◆ PROVIDED PASSAGE ◆

Innovator Insights: Whalar’s Neil Waller Shares The Secrets Of Influencer Marketing And Collaborating With Creators

Innovator Insights: Whalar’s Neil Waller Shares The Secrets Of Influencer Marketing And Collaborating With Creators

Neil Waller may be a self-confessed college dropout, but don’t mistake it for a lack of initiative. 

After co-founding nine different businesses, including those in the direct-to-consumer (DTC) space, Waller gained a lot of first-hand experience about what it takes to build a brand in creative ways. Now, as the co-founder of Whalar, he’s helping other brands tap into the power of influencer marketing in partnership with some of social media’s top creators. 

“We were marketers within our own brands, but without knowing we were marketers,” Waller told Brand Innovators, reflecting on his career journey with co-founder James Street. “But we had no knowledge of the marketing ecosystems.”

Today, Whalar is helping define a growing segment of that ecosystem, attracting ad industry and tech veterans Sir John Hegarty, Bob Greenberg, Roxanne Taylor, Andrea Wong, Brad Smallwood and Steven Wolfe Pereira to its board. Whalar is also fueling the conversation about the ways creators and brands can make a deeper social impact.

Just over a year ago, for example, Whalar launched The Change Collective, an ensemble of purpose-driven creators with audiences of the same mindset to pursue influencer marketing that  aligns with values around health, sustainability and equity. 

The Change Collective was in response to trends that Whalar was already seeing. Waller tells the story of a creator who was partnering with a pet food brand, who wound up turning the work down when the product arrived in packaging that was clearly bad for the environment. In response, the company changed the packaging to include renewable materials.

◆ PROBLEM SET ◆
1. Please list every person the article on Whalar's Neil Waller names as having joined Whalar's board.
2. Carry the article on Whalar's Neil Waller forward from its final sentence.

◆ SUPPLIED INFORMATION ◆
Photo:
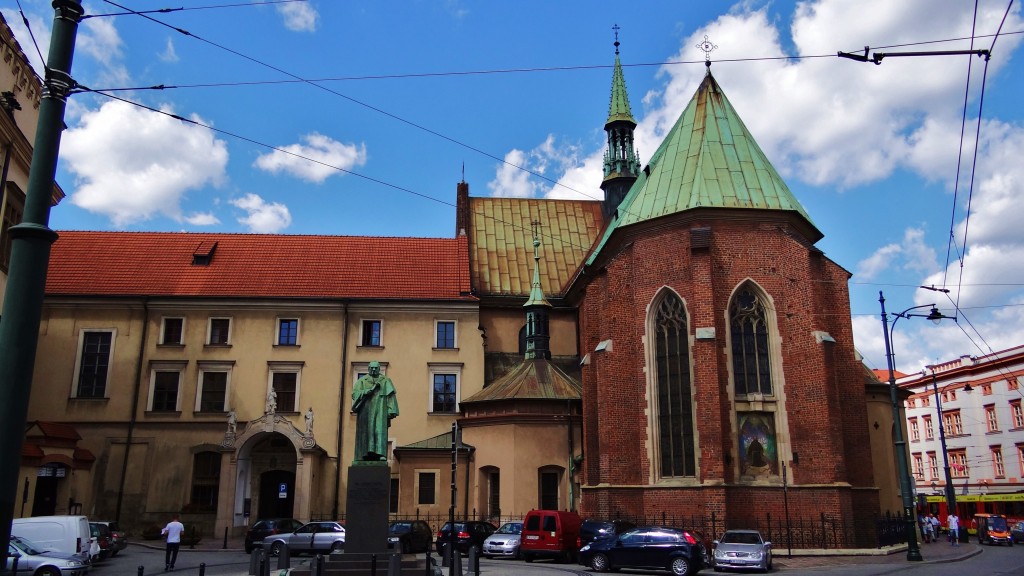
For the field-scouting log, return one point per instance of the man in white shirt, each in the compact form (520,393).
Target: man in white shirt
(173,532)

◆ ANSWERS FOR THE EXERCISE ◆
1. Sir John Hegarty, Bob Greenberg, Roxanne Taylor, Andrea Wong, Brad Smallwood, Steven Wolfe Pereira

2.
“This isn’t just a moral imperative, it’s a business opportunity,” he said. “The brands that authentically do the right things through the lens of protecting the future, diverse representation, and other core value sharing are going to be the brands that win.”

To that end, Whalar launched “The Crib Around The Corner,” the first TikTok house in Los Angeles for Black creators, securing AT&T TV as their overall brand partner. Adweek recently named it Creator House Of The Year. 

Waller said Whalar recently conducted an audit revealing that 47% of the creative voices it has worked with on campaigns have been BIPOC over the last two years. 

“You can’t say that a wide array of talent is hard to find,” he said. “They’re discoverable; they’ve put their voices online.”

Waller offers marketers the following thoughts on understanding the landscape and opportunity around influencer marketing: 

Creators Can Do More Than Develop Aspirational Content

Waller is well aware of the headlines that circulated after the pandemic broke out that influencer marketing was going to die off because people didn’t find influencers “relatable” anymore. His experience has been decidedly different. 

“If you’re creating content that’s unrealistic, or just not thinking of the context of what’s going on in society, where you’re so far disconnected but you also just take money to do any collaboration — then yes, I bloody hope that dies,” he said. “When you really look at what’s happened during the pandemic, many creators have been quick to step up.”

Waller points to the creators who offered ideas to assist parents with home-based education, fitness influencers who crafted workouts to do while sheltering-in-place, and those who shared their skills from gardening to ceramics. 

Influencer Marketing Doesn’t Have to Feel Like Uncharted Territory

While there are a wide range of companies and services that promise to assist brands in partnering with creators, Waller quotes Hagerty with the notion that “the practices may change” in marketing, “but the principles remain.”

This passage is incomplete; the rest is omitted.